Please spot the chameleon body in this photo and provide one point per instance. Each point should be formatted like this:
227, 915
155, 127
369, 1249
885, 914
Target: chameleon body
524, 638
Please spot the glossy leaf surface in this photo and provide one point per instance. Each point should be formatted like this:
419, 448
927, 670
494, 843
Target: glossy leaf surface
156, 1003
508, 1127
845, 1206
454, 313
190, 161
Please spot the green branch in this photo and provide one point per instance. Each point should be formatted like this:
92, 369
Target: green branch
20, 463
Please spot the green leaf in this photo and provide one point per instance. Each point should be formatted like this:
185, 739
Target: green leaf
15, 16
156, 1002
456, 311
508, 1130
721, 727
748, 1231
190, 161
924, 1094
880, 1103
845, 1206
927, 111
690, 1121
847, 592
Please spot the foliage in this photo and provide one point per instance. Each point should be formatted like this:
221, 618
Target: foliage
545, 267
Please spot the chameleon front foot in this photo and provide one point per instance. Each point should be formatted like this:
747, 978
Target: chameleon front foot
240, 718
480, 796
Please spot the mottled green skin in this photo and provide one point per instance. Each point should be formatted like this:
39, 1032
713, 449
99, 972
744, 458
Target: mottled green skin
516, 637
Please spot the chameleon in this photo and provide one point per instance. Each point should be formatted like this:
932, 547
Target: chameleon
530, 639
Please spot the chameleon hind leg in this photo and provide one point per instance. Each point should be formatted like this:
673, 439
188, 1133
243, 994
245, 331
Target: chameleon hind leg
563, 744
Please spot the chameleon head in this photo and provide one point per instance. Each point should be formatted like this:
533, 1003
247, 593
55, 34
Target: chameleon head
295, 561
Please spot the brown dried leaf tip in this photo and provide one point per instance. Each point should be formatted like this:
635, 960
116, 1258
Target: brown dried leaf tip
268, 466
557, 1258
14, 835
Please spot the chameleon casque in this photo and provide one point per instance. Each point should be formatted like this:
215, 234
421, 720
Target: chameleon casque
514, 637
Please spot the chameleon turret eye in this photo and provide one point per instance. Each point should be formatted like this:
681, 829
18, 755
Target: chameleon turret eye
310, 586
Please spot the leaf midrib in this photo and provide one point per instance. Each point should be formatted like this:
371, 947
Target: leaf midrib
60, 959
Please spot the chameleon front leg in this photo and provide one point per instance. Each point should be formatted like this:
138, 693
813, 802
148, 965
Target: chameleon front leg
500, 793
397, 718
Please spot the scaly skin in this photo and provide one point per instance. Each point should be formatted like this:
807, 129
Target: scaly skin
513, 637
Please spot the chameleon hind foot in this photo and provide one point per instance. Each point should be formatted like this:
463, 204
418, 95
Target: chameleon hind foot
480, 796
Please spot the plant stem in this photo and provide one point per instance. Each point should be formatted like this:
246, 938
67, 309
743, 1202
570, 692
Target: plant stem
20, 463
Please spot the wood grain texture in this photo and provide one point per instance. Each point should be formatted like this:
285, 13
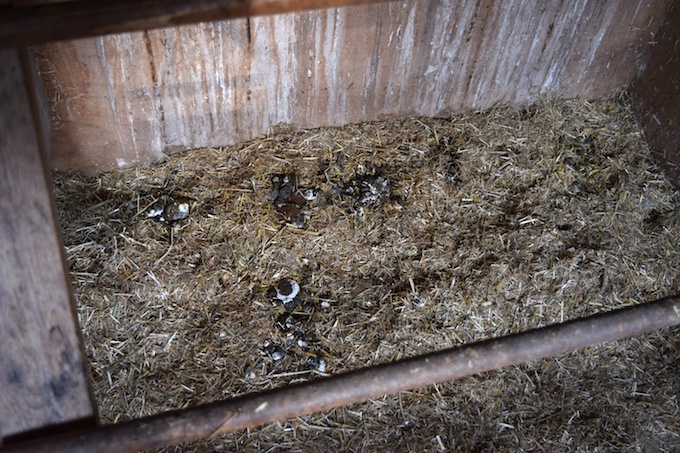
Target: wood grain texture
62, 20
126, 99
43, 377
657, 94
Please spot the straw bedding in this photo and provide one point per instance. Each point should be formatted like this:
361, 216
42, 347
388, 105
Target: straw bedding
404, 237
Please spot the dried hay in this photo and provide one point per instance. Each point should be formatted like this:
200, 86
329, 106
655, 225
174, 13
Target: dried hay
495, 222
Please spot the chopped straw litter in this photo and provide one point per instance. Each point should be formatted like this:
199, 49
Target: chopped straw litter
405, 237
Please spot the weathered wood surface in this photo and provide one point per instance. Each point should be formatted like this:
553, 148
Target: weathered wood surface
657, 94
43, 377
126, 99
85, 18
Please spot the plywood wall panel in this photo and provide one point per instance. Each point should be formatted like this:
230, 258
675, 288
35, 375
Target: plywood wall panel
126, 99
44, 379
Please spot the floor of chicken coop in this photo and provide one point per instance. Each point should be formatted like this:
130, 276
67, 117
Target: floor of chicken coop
404, 237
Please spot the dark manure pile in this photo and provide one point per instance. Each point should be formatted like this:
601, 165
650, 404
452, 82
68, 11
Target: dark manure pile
226, 271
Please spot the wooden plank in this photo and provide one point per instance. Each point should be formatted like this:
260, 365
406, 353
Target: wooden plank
43, 379
127, 99
86, 18
656, 92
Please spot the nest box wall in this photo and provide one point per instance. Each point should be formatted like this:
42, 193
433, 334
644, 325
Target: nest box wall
127, 99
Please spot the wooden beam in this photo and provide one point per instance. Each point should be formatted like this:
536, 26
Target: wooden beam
656, 92
324, 394
86, 18
43, 375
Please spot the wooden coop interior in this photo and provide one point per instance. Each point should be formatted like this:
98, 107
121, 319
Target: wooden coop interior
94, 86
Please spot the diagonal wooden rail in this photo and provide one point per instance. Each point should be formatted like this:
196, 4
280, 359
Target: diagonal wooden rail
324, 394
85, 18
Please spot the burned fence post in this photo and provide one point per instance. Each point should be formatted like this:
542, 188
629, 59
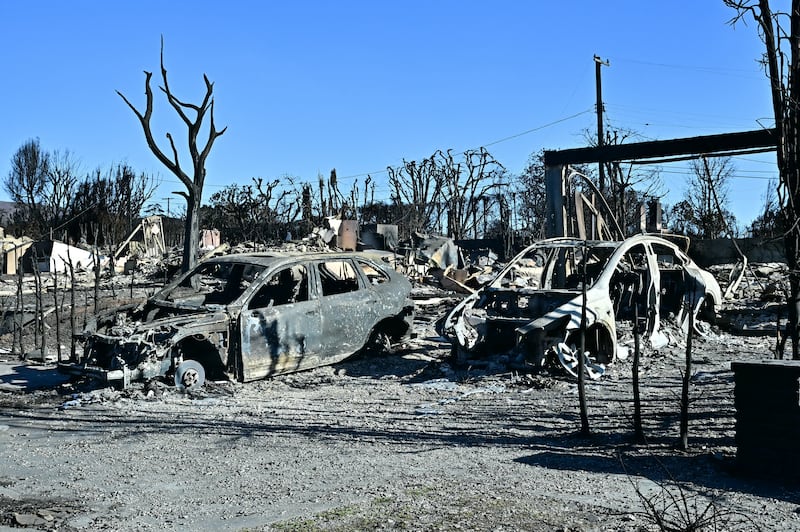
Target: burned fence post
38, 329
72, 351
58, 315
637, 402
582, 354
19, 311
687, 376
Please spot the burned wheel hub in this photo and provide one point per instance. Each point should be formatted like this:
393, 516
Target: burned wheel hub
190, 374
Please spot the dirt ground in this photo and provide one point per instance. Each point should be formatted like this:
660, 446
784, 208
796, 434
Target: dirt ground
399, 442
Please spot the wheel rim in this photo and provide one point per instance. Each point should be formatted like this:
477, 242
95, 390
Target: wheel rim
189, 374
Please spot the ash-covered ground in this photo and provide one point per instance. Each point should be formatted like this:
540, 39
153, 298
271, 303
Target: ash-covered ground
400, 442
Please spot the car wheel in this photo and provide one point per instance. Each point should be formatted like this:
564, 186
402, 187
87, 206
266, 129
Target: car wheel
379, 343
190, 374
567, 356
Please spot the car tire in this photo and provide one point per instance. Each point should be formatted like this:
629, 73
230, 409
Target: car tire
190, 374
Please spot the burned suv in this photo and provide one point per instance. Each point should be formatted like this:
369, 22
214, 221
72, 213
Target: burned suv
250, 316
533, 307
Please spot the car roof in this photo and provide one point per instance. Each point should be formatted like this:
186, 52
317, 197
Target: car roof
272, 258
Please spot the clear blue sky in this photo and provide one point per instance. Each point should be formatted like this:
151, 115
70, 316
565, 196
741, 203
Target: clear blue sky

● ● ● ● ● ● ●

Copy out, word for word, the part of the data that opens with the line containing "Please spot the car tire" and closes with the last line of the data, both included.

Please spot the car tire in this photo and provide one point per instance. Each point should be formatted like this:
629, 73
230, 409
Target: car tire
190, 374
Please spot the burned suv in this photo and provide one point per instance. Each point should be formatted like this:
369, 22
214, 221
72, 213
Target: burned suv
250, 316
533, 307
Please spot the car roof in this photo and provide one point per instance. Each point should be formatted like this:
186, 52
317, 197
Target: car roof
272, 258
Please spot the clear blue sky in this photo and provide one point per instance. Each point should be formatted like this:
151, 115
70, 316
565, 196
741, 203
Target: clear blue sky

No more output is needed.